*WHAT YOU HAVE TO DO*: Every line of the material below should be repeated exactly.

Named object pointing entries
BEGIN
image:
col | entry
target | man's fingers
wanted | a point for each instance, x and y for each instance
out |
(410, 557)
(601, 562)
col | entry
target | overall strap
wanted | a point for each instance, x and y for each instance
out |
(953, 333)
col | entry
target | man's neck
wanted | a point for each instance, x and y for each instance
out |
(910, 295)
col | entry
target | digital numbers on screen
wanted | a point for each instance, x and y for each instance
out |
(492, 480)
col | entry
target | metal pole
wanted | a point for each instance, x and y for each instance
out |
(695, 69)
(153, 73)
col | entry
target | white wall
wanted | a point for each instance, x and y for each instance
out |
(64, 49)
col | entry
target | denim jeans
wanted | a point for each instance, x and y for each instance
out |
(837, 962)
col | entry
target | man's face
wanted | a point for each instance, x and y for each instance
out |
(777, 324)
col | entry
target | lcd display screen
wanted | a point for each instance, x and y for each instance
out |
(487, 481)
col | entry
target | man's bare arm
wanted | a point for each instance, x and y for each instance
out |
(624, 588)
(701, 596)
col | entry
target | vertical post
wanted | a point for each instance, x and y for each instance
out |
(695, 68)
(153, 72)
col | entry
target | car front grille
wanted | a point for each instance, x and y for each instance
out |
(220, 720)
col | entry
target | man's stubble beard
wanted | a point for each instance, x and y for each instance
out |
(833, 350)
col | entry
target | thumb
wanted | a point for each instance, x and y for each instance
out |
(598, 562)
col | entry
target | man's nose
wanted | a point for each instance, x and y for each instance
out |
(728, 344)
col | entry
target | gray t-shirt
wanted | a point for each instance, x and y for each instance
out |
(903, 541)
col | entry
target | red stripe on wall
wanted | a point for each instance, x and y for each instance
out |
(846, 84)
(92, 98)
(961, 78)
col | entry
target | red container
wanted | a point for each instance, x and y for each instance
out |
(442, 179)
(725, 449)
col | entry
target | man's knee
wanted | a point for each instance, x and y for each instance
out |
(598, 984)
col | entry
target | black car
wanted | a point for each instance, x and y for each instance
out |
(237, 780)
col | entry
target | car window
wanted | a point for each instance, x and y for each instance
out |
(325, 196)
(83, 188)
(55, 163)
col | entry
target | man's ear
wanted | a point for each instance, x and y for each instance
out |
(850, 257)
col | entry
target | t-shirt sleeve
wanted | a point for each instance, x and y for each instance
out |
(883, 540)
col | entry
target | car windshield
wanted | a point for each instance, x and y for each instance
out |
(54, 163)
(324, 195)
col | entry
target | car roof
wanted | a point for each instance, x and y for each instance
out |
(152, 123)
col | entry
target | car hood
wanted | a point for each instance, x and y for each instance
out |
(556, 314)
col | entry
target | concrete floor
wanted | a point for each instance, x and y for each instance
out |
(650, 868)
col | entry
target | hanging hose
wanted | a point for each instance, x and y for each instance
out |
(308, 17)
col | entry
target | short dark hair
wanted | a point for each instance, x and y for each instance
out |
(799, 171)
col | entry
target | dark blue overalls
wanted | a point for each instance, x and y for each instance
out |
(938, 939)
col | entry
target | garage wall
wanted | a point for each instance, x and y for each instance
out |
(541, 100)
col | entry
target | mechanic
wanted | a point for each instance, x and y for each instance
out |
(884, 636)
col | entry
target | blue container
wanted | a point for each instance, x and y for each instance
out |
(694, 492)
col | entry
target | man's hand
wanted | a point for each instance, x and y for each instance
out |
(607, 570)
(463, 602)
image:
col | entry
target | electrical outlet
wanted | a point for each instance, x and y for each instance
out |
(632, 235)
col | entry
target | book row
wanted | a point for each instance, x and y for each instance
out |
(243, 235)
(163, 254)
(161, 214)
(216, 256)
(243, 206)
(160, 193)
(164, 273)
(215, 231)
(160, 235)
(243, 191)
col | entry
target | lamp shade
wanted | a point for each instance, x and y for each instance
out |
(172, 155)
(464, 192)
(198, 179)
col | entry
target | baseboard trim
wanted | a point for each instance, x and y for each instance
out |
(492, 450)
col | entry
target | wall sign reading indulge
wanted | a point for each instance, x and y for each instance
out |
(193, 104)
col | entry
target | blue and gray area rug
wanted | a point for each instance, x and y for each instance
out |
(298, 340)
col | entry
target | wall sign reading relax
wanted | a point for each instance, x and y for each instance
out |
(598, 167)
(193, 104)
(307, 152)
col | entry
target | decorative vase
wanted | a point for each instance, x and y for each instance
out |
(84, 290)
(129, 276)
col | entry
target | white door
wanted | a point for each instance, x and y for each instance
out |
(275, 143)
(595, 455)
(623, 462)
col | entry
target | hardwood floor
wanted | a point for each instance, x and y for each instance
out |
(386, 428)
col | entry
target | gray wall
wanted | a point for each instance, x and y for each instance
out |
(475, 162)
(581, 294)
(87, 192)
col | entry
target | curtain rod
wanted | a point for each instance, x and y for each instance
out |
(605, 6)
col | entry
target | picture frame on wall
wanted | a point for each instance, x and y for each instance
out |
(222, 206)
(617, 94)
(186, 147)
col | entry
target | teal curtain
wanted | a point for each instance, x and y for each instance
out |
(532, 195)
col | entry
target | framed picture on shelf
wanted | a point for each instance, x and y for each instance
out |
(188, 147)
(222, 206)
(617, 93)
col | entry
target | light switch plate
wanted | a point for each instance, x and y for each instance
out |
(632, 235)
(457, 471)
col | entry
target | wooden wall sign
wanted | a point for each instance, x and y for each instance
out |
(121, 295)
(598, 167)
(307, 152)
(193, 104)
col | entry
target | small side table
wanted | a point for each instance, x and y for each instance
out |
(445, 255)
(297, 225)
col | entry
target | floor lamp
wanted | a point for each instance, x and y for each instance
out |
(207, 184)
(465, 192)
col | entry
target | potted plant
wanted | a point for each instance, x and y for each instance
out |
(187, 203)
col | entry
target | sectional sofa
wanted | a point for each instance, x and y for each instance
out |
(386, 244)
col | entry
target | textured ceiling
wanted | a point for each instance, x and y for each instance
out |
END
*RESULT FOR THIS EXERCISE*:
image:
col | entry
target | man's fingers
wanted | a point for each instance, x and y for each instance
out |
(410, 557)
(601, 562)
col | entry
target | overall strap
wanted | a point for each instance, x and y for each instance
out |
(953, 333)
col | entry
target | man's neck
wanted | a point for each instance, x and y for each instance
out |
(910, 295)
col | entry
target | digital numbers on screen
wanted | a point for each instance, x and y for each instance
out |
(492, 480)
col | entry
target | metal pole
wanted | a point for each instance, x and y for each instance
out |
(695, 69)
(153, 73)
col | entry
target | white wall
wanted | a point for each instance, x and y for each instance
out |
(64, 49)
col | entry
target | denim jeans
wanted | a point for each instance, x and y for each instance
out |
(837, 962)
col | entry
target | man's face
wanted | a point for each instance, x and y for each instance
out |
(777, 324)
col | entry
target | lcd display screen
wanted | a point for each instance, x and y for each instance
out |
(487, 481)
col | entry
target | man's bare arm
wanted | a point for each instance, x and y for each instance
out |
(624, 588)
(701, 596)
col | entry
target | vertical post
wanted | a point for each instance, x and y for each instance
out |
(695, 68)
(153, 72)
col | entry
target | car front grille
wanted | a point for each instance, x and y for each instance
out |
(220, 720)
col | entry
target | man's stubble beard
wanted | a point for each instance, x and y for each instance
out |
(833, 350)
col | entry
target | thumb
wanted | a point for each instance, x and y for each instance
out |
(598, 562)
col | entry
target | man's nose
wanted | a point for each instance, x and y for each instance
out |
(728, 344)
col | entry
target | gray t-shirt
wanted | a point for each instance, x and y for each instance
out |
(903, 541)
col | entry
target | red stripe on wall
wanted | a point for each instance, x and y for each instance
out |
(846, 84)
(92, 98)
(961, 78)
col | entry
target | red container
wanted | a point for each instance, x and y for each instance
out |
(442, 179)
(725, 449)
col | entry
target | man's knee
wanted | a point for each instance, x and y for each instance
out |
(598, 984)
col | entry
target | black car
wanted | a point for each instance, x and y for each instance
out |
(237, 780)
col | entry
target | car window
wanted | a point for each instance, x and y for each instance
out |
(325, 196)
(83, 188)
(55, 163)
col | entry
target | man's ear
wanted | a point for each instance, x and y for each instance
out |
(850, 257)
col | entry
target | t-shirt sleeve
wanted | a point for each instance, x and y for each instance
out |
(883, 540)
col | entry
target | car windshield
wanted | a point for each instance, x and y for each instance
out |
(54, 163)
(324, 195)
col | entry
target | car roof
wanted | a point for each instance, x and y for each instance
out |
(152, 123)
col | entry
target | car hood
wanted | a point for each instance, x and y for each instance
out |
(556, 314)
col | entry
target | concrete floor
wanted | a point for each instance, x and y for each instance
out |
(650, 868)
col | entry
target | hanging hose
wanted | a point for each instance, x and y for each instance
out |
(308, 17)
col | entry
target | short dark hair
wanted | a point for each instance, x and y for each instance
out |
(799, 171)
col | entry
target | dark blue overalls
wanted | a point for each instance, x and y for each instance
out |
(938, 939)
col | entry
target | garage wall
wanted | a point for each instance, x and y for each instance
out |
(541, 100)
col | entry
target | mechanic
wanted | a point for each instance, x and y for each instance
out |
(884, 636)
col | entry
target | blue container
wanted | a point for each instance, x and y for each instance
out |
(694, 492)
col | entry
target | man's hand
wanted | a point for each instance, x and y for each instance
out |
(607, 570)
(463, 602)
image:
col | entry
target | electrical outlet
wanted | a point for each instance, x and y for each instance
out |
(632, 235)
col | entry
target | book row
wanted | a point for each instance, x and y for each instance
out |
(243, 235)
(163, 254)
(161, 214)
(216, 256)
(243, 206)
(160, 193)
(164, 273)
(215, 231)
(160, 235)
(243, 191)
col | entry
target | lamp shade
wanted | a point for each instance, x and y for each instance
out |
(172, 155)
(464, 192)
(198, 179)
col | entry
target | baseboard trim
wanted | a point for each instance, x and y for each instance
out |
(492, 450)
col | entry
target | wall sign reading indulge
wanted | a point for each instance, x and y for each instance
out |
(193, 104)
col | entry
target | blue and gray area rug
wanted | a point for each instance, x and y for each instance
out |
(298, 340)
col | entry
target | wall sign reading relax
wanted | a point for each instance, x and y for each instance
out |
(598, 167)
(193, 104)
(307, 152)
col | entry
target | decorative vase
wanted | a point for each instance, x and y for each instance
out |
(84, 290)
(129, 276)
col | entry
target | white door
wanted | a point for each instance, x and y for each instance
out |
(275, 143)
(595, 455)
(623, 462)
col | entry
target | hardwood floor
wanted | a point for each instance, x and y for each instance
out |
(386, 428)
col | entry
target | gray wall
wanted | a point for each instance, x and y for each instance
out |
(475, 162)
(581, 294)
(87, 192)
col | entry
target | curtain rod
wanted | a point for each instance, x and y for each instance
out |
(605, 6)
col | entry
target | picture frame on wall
wanted | a point for each instance, x and y for each instance
out |
(222, 206)
(617, 94)
(186, 147)
col | entry
target | teal curtain
wanted | a point for each instance, x and y for each instance
out |
(532, 195)
col | entry
target | framed picture on shelf
wanted | a point for each instance, x and y for each instance
out |
(188, 147)
(222, 206)
(617, 93)
col | entry
target | light switch plate
wanted | a point for each instance, x and y for each instance
out |
(632, 235)
(457, 471)
col | entry
target | wooden wall sign
wanted | a point for each instance, x and y for each instance
out |
(121, 295)
(598, 167)
(307, 152)
(193, 104)
col | entry
target | small side table
wanted | a point for each instance, x and y for each instance
out |
(445, 255)
(297, 225)
col | entry
target | floor lamp
wanted | a point for each instance, x and y for each instance
out |
(207, 184)
(465, 192)
col | entry
target | potted plant
wanted | a point for each instance, x and y for each instance
out |
(187, 203)
col | entry
target | sectional sofa
wanted | a point for each instance, x and y for each instance
out |
(386, 244)
col | entry
target | textured ceiling
wanted | a point for each instance, x and y for each instance
out |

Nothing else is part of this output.